§ DIRECTION:
Reproduce everything from the line containing "Please pick out the sign" down to the end of the data, requests included, but raise every x and y coordinate in the answers by 11.
────
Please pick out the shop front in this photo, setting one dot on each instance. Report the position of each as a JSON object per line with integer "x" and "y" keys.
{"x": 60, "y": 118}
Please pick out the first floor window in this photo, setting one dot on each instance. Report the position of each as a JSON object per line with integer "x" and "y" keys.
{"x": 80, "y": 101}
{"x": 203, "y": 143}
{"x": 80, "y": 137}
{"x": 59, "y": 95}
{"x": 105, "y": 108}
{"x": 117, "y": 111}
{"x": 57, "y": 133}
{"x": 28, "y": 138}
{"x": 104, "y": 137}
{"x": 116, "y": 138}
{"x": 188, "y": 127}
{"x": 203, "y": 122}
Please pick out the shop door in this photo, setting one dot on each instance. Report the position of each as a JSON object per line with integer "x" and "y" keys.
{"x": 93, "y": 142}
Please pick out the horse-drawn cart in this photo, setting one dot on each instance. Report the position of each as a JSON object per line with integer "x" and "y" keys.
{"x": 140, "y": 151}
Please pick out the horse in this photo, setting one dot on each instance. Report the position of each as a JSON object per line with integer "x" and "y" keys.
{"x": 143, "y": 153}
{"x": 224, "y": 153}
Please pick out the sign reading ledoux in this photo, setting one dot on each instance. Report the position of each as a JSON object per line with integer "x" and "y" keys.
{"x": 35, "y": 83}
────
§ TASK SOLUTION:
Please pick out the sign reading ledoux in this photo, setting one dot on each instance. Report the position of each as a JSON object per line with integer "x" and "y" keys.
{"x": 46, "y": 94}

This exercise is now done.